Re: [PATCH v2] spapr: nested: Add support for reporting Hostwide state counter

[Date Prev][Date Next][Thread Prev][Thread Next][Date Index][Thread Index]

 



Harsh Prateek Bora <harshpb@xxxxxxxxxxxxx> writes:

> On 1/23/25 17:25, Vaibhav Jain wrote:
>> Add support for reporting Hostwide state counters for nested KVM pseries
>> guests running with 'cap-nested-papr' on Qemu-TCG acting as
>> L0-hypervisor. sPAPR supports reporting various stats counters for
>> Guest-Management-Area(GMA) thats owned by L0-Hypervisor and are documented
>> at [1]. These stats counters are exposed via a new bit-flag named
>> 'getHostWideState' for the H_GUEST_GET_STATE hcall. Once this flag is set
>> the hcall should populate the Guest-State-Elements in the requested GSB
>> with the stat counter values. Currently following five counters are
>> supported:
>> 
>> * host_heap		: The currently used bytes in the
>> 			  Hypervisor's Guest Management Space
>> 			  associated with the Host Partition.
>> * host_heap_max		: The maximum bytes available in the
>> 			  Hypervisor's Guest Management Space
>> 			  associated with the Host Partition.
>> * host_pagetable	: The currently used bytes in the
>> 			  Hypervisor's Guest Page Table Management
>> 			  Space associated with the Host Partition.
>> * host_pagetable_max	: The maximum bytes available in the
>> 			  Hypervisor's Guest Page Table Management
>> 			  Space associated with the Host Partition.
>> * host_pagetable_reclaim: The amount of space in bytes that has
>> 			  been reclaimed due to overcommit in the
>> 			  Hypervisor's Guest Page Table Management
>> 			  Space associated with the Host Partition.
>> 
>> At the moment '0' is being reported for all these counters as these
>> counters doesnt align with how L0-Qemu manages Guest memory.

*Data provided:*
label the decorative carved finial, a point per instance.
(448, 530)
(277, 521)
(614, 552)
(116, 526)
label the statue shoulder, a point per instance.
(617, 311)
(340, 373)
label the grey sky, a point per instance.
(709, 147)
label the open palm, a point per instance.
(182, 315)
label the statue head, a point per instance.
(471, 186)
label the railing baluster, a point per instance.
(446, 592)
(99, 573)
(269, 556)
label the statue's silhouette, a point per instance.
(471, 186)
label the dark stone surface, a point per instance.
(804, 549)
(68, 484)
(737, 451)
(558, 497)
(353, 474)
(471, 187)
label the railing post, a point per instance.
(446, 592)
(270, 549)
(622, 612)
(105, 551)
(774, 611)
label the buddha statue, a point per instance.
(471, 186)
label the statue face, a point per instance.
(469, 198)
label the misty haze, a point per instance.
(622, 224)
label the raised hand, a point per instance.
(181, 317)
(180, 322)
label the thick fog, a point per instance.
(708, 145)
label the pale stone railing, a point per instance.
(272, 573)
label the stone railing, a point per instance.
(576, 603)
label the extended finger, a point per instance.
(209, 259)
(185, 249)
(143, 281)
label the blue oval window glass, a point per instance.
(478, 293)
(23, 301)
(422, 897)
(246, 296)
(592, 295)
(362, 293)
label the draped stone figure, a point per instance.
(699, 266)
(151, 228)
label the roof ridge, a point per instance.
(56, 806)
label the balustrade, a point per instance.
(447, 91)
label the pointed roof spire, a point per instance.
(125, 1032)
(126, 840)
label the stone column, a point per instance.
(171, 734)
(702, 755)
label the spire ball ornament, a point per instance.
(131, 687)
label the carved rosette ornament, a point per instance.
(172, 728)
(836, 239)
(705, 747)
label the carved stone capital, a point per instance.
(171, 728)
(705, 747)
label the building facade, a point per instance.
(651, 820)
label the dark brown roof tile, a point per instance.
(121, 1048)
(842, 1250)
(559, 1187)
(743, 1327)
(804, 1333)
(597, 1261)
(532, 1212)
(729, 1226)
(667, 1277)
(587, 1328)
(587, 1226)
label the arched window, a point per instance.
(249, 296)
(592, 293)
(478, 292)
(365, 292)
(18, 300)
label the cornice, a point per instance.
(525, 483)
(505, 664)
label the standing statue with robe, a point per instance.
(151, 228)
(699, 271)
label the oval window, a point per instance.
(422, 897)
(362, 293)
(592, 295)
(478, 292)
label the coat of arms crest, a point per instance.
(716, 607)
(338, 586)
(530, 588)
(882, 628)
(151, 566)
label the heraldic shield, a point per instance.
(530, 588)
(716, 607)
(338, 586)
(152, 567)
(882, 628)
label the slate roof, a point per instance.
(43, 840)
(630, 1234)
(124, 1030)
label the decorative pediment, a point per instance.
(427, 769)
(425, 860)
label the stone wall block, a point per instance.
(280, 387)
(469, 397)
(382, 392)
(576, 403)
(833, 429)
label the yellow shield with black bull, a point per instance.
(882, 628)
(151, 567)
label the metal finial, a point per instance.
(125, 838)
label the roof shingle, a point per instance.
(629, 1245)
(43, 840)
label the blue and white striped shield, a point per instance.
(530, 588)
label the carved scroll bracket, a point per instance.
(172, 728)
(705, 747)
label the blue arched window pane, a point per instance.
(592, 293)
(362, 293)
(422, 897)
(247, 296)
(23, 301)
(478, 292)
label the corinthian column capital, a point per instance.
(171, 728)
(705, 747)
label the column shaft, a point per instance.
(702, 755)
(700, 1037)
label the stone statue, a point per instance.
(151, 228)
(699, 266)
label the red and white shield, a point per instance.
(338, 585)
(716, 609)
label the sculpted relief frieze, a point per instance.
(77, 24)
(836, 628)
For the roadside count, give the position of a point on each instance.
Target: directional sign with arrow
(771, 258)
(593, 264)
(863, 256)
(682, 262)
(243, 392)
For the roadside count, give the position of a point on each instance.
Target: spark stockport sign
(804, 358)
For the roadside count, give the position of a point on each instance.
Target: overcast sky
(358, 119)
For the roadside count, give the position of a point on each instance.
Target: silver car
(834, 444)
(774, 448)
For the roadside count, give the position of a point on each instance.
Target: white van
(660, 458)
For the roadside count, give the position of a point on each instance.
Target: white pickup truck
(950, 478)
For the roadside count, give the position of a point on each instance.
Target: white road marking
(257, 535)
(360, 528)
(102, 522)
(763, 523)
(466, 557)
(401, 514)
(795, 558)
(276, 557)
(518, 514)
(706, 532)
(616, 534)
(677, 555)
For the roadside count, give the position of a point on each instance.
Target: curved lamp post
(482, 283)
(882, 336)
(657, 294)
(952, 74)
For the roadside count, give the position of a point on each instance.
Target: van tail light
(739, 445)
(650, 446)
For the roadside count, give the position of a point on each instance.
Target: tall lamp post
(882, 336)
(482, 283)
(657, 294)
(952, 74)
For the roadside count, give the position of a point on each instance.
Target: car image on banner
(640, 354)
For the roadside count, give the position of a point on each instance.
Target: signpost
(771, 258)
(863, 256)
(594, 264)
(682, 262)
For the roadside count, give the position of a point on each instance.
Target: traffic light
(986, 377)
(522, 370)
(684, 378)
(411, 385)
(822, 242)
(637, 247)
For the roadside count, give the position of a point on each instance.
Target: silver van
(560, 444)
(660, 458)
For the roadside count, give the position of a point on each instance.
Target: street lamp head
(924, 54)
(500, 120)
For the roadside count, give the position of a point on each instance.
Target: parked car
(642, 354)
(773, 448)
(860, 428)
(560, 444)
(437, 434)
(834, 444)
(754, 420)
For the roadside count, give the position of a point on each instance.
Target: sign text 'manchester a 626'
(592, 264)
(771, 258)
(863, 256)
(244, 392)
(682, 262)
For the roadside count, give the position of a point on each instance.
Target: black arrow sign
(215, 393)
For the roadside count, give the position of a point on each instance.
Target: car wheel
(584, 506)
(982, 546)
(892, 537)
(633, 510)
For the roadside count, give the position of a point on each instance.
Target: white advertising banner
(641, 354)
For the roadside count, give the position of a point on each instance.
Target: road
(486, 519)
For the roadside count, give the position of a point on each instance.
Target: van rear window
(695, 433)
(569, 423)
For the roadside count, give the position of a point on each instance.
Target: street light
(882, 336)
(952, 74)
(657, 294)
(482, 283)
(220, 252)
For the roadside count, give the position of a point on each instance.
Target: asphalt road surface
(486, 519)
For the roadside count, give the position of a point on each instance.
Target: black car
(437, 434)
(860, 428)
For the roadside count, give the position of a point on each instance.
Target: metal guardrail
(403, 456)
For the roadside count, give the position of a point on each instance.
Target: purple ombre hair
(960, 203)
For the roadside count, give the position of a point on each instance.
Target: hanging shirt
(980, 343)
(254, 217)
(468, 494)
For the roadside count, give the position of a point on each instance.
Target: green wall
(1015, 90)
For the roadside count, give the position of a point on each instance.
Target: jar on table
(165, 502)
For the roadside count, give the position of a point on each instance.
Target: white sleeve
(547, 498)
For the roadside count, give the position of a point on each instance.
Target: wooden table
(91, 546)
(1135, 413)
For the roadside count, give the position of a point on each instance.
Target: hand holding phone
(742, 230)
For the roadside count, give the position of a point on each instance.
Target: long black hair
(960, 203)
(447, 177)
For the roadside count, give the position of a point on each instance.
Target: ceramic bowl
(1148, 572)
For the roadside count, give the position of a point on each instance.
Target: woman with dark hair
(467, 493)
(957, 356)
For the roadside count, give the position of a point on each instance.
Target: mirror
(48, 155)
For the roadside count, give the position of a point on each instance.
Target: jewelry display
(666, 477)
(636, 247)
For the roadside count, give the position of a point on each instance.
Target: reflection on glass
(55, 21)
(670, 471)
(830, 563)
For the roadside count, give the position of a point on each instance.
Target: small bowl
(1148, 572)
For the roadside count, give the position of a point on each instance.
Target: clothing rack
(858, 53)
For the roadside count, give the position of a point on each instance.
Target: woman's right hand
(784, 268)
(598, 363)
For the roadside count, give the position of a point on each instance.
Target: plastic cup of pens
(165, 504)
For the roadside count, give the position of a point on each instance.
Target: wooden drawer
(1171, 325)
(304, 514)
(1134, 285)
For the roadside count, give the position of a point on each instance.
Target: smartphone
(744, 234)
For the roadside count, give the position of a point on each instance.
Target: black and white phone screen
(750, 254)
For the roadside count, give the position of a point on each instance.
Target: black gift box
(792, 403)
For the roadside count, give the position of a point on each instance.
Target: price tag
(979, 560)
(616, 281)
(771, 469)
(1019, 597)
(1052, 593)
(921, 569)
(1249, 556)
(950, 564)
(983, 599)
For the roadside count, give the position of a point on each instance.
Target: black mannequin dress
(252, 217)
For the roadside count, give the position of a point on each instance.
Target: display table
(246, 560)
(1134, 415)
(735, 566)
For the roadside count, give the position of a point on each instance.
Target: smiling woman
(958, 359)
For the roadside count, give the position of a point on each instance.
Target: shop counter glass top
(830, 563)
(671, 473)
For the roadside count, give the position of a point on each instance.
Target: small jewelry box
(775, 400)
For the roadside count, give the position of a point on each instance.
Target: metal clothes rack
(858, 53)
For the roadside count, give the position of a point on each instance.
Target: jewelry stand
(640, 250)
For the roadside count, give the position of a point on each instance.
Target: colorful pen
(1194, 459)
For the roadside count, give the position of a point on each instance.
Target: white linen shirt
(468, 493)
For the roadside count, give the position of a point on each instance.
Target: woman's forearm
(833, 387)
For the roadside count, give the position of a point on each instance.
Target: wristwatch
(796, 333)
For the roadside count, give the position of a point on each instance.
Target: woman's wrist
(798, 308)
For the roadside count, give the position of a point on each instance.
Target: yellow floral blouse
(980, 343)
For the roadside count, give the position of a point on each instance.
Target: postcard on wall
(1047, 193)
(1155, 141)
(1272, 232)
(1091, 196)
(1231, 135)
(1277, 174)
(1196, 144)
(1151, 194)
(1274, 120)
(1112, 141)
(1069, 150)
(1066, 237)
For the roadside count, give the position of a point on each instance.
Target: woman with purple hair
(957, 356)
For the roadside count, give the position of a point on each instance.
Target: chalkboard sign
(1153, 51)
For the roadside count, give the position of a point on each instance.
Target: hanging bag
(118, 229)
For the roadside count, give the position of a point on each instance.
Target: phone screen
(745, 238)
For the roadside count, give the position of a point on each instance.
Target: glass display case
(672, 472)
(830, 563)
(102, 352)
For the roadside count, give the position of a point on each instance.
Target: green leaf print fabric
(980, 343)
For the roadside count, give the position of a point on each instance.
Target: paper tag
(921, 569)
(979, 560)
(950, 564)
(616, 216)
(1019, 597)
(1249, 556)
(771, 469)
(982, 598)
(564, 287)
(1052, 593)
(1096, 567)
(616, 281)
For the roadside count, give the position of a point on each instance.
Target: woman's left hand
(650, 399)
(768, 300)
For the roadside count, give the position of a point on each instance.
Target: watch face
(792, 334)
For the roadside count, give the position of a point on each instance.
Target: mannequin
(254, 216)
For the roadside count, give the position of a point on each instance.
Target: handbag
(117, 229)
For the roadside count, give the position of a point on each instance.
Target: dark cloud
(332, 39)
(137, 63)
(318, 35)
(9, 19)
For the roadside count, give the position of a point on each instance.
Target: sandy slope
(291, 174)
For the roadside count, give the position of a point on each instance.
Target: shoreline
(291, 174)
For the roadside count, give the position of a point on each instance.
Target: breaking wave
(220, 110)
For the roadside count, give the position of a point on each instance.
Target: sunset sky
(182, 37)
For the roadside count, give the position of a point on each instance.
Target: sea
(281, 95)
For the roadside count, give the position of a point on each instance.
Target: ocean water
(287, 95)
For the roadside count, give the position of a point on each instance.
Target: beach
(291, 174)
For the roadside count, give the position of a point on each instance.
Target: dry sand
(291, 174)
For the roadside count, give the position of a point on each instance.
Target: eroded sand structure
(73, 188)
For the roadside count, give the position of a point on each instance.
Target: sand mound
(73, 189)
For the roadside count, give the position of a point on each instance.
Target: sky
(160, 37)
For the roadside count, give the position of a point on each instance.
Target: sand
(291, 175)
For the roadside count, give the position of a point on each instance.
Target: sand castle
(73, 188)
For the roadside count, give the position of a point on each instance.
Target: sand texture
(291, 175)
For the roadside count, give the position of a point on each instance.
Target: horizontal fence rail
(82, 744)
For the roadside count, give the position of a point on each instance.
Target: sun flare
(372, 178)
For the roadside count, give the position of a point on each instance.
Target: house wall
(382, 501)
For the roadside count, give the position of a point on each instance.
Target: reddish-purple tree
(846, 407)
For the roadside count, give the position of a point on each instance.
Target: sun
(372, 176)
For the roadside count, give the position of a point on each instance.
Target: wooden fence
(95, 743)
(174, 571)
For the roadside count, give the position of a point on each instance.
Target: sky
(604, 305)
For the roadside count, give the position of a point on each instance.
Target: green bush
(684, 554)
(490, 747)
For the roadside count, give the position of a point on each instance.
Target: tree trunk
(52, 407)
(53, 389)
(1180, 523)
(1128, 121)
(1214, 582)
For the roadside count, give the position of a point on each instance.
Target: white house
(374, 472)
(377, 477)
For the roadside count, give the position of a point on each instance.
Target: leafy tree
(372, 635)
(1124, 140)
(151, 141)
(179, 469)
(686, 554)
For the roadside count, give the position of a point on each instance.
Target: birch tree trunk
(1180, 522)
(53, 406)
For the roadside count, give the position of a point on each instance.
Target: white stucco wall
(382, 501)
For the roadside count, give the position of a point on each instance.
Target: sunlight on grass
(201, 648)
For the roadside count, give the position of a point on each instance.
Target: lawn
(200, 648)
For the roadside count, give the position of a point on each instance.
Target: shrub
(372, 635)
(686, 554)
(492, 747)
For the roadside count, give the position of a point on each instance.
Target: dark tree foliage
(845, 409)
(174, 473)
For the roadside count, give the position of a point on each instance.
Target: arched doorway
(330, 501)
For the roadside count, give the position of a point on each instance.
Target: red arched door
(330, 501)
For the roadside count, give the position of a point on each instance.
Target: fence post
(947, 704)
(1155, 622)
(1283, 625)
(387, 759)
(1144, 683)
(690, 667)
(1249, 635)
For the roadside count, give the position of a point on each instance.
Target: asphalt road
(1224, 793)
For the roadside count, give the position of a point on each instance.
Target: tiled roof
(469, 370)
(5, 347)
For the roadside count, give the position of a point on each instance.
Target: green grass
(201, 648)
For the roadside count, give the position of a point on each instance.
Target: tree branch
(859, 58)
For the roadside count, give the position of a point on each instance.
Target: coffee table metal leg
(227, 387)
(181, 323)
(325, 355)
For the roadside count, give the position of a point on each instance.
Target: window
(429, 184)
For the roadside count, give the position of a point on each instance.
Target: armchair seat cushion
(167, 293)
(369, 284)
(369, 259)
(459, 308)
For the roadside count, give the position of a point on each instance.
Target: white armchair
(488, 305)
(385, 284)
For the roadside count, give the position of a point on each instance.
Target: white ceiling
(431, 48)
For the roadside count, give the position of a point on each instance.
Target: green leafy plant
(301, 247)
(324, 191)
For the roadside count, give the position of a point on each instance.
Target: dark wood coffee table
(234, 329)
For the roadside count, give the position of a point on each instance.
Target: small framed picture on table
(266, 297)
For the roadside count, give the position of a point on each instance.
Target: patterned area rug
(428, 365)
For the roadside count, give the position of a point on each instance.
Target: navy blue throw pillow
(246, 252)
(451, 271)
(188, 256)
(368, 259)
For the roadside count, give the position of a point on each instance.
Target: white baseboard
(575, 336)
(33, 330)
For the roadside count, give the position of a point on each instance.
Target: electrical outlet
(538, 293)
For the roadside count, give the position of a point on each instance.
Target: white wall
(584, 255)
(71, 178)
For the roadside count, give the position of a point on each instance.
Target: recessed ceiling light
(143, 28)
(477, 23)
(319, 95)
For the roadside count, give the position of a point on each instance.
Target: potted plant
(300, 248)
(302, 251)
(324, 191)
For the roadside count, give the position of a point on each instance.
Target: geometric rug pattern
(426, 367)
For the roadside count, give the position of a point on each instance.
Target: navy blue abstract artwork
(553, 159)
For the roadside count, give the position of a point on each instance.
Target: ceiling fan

*What is asked:*
A) According to the patch email, what value is currently reported for all five counters?
B) Continue the patch email from where it stops.

*Answers to the problems:*
A) '0' is reported for all of them.

B)
>> 
>> The patch implements support for these counters by adding new members to
>> the 'struct SpaprMachineStateNested'. These new members are then plugged
>> into the existing 'guest_state_element_types[]' with the help of a new
>> macro 'GSBE_NESTED_MACHINE_DW' together with a new helper
>> 'get_machine_ptr()'. guest_state_request_check() is updated to ensure
>> correctness of the requested GSB and finally h_guest_getset_state() is
>> updated to handle the newly introduced flag
>> 'GUEST_STATE_REQUEST_HOST_WIDE'.
>> 
>> This patch is tested with the proposed linux-kernel implementation to
>> expose these stat-counter as perf-events at [2].
>> 
>> [1]
>> https://lore.kernel.org/all/20241222140247.174998-2-vaibhav@xxxxxxxxxxxxx
>> 
>> [2]
>> https://lore.kernel.org/all/20241222140247.174998-1-vaibhav@xxxxxxxxxxxxx
>> 
>> Signed-off-by: Vaibhav Jain <vaibhav@xxxxxxxxxxxxx>
>> ---
>> Changelog:
>> 
>> v1->v2:
>> * Introduced new flags to correctly compare hcall flags
>>    for H_GUEST_{GET,SET}_STATE [Harsh]
>> * Fixed ordering of new GSB elements in spapr_nested.h [Harsh]
>> * s/GSBE_MACHINE_NESTED_DW/GSBE_NESTED_MACHINE_DW/
>> * Minor tweaks to patch description
>> * Updated recipients list
>> ---
>>   hw/ppc/spapr_nested.c         | 82 ++++++++++++++++++++++++++---------
>>   include/hw/ppc/spapr_nested.h | 39 ++++++++++++++---
>>   2 files changed, 96 insertions(+), 25 deletions(-)
>> 
>> diff --git a/hw/ppc/spapr_nested.c b/hw/ppc/spapr_nested.c
>> index 7def8eb73b..7f484bb3e7 100644
>> --- a/hw/ppc/spapr_nested.c
>> +++ b/hw/ppc/spapr_nested.c
>> @@ -64,10 +64,9 @@ static
>>   SpaprMachineStateNestedGuest *spapr_get_nested_guest(SpaprMachineState *spapr,
>>                                                        target_ulong guestid)
>>   {
>> -    SpaprMachineStateNestedGuest *guest;
>> -
>> -    guest = g_hash_table_lookup(spapr->nested.guests, GINT_TO_POINTER(guestid));
>> -    return guest;
>> +    return spapr->nested.guests ?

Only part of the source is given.